▸ Work required: Print only the lines that begin at the line containing "of the paved" and end at the last line of the material, both included, without any change.

*** Block opens ***

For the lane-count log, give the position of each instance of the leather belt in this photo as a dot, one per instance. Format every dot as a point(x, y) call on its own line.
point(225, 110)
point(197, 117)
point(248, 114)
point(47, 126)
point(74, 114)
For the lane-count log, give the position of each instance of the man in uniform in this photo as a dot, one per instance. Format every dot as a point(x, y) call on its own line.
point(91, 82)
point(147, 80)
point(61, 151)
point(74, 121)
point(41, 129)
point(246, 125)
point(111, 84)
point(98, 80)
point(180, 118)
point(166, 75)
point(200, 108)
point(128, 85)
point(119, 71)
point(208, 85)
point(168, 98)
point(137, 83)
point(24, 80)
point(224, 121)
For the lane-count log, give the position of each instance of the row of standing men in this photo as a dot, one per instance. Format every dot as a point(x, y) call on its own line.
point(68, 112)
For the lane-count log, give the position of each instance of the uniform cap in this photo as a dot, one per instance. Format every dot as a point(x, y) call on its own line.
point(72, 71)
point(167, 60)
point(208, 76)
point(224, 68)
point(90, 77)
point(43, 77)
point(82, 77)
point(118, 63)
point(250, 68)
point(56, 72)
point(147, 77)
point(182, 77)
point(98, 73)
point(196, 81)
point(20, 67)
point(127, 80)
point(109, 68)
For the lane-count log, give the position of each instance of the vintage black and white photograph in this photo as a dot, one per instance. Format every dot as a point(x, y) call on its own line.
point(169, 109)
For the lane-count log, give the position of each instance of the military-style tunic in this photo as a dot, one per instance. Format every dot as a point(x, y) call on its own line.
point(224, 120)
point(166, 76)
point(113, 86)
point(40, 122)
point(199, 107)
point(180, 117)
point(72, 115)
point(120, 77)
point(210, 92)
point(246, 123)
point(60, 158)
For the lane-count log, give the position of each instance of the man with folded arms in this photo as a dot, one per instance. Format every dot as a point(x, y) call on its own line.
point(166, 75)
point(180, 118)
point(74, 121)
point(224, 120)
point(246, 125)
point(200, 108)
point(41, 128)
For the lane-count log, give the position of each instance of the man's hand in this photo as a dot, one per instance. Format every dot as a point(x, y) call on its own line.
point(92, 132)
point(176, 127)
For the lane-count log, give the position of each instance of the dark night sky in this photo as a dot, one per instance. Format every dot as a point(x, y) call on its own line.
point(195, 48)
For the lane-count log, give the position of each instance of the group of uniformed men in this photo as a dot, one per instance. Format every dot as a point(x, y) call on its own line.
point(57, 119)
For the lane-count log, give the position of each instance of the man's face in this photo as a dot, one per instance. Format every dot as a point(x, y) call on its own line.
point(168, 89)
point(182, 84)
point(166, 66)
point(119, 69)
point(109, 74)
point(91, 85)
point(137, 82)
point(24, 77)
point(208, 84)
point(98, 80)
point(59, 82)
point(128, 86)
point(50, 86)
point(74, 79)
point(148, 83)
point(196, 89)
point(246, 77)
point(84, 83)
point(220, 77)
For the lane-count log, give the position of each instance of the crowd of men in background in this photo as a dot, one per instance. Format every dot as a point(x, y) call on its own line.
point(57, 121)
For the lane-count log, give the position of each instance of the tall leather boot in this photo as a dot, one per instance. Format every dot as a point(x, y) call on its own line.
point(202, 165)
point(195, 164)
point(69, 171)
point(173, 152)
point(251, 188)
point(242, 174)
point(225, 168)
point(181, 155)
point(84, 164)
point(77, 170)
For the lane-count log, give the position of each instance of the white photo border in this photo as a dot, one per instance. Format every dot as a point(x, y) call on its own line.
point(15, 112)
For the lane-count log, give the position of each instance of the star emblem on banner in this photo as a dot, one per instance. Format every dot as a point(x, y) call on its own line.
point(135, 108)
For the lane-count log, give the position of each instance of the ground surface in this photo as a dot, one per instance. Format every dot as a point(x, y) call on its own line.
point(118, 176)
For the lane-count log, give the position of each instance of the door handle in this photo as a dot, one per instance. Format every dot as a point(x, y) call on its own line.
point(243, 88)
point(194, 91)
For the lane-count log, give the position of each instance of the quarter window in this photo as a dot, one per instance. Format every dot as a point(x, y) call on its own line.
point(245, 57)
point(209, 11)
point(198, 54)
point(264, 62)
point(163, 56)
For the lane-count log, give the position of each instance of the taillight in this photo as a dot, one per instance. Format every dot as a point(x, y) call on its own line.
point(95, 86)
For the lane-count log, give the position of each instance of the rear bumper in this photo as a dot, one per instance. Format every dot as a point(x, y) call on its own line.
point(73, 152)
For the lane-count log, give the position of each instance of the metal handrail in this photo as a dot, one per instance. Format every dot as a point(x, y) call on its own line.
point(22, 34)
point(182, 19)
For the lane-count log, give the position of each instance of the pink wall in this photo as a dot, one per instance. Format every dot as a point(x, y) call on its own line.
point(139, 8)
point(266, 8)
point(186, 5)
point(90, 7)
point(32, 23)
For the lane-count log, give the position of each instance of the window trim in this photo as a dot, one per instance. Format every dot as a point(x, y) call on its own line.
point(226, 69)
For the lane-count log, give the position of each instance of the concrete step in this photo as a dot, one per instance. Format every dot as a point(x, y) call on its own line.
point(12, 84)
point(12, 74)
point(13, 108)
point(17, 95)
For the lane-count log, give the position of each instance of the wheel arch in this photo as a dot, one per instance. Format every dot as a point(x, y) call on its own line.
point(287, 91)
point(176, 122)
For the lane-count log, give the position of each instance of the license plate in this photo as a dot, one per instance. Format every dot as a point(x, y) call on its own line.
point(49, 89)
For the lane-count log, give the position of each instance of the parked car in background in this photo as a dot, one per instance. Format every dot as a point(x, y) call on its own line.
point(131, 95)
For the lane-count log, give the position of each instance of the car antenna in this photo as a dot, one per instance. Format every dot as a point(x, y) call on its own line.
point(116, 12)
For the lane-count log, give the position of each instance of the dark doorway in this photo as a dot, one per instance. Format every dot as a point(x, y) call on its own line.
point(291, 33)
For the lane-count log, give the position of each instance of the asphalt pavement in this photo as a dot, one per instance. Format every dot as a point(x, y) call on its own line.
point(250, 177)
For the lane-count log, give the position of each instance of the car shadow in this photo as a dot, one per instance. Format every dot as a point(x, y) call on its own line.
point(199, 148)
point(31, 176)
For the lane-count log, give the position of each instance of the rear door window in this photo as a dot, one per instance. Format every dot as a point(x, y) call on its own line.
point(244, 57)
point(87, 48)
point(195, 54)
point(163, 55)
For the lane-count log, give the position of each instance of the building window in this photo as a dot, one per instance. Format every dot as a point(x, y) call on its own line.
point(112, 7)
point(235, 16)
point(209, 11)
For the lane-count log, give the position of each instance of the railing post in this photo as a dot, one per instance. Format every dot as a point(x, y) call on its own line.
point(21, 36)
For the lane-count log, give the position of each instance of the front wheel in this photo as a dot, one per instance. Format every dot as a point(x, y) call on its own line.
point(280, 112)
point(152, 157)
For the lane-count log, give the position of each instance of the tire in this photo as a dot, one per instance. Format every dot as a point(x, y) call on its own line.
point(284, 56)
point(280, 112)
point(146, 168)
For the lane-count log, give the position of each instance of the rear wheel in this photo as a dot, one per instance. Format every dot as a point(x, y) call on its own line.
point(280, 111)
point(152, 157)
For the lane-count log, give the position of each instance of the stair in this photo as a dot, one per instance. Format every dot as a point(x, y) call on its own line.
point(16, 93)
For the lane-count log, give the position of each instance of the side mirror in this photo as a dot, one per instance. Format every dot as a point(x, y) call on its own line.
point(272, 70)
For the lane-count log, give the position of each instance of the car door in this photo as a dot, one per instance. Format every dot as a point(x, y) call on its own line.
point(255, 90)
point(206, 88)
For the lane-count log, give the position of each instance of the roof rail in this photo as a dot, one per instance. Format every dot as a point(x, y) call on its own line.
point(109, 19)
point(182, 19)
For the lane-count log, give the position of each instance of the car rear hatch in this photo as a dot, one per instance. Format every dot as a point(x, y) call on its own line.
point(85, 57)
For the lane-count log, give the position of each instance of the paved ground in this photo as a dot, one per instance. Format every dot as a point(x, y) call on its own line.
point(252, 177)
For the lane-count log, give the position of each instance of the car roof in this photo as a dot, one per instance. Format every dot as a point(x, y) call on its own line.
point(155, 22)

*** Block closes ***

▸ Response area:
For the lane-count log, give the position of each instance of the paved ground in this photo as a dot, one per instance. Format every dot as a point(x, y) call on its own line.
point(252, 177)
For the lane-count log, give the position of each instance of the car roof in this photo as a dot, one per instance. Format every dot as a point(x, y) call on its own line.
point(155, 22)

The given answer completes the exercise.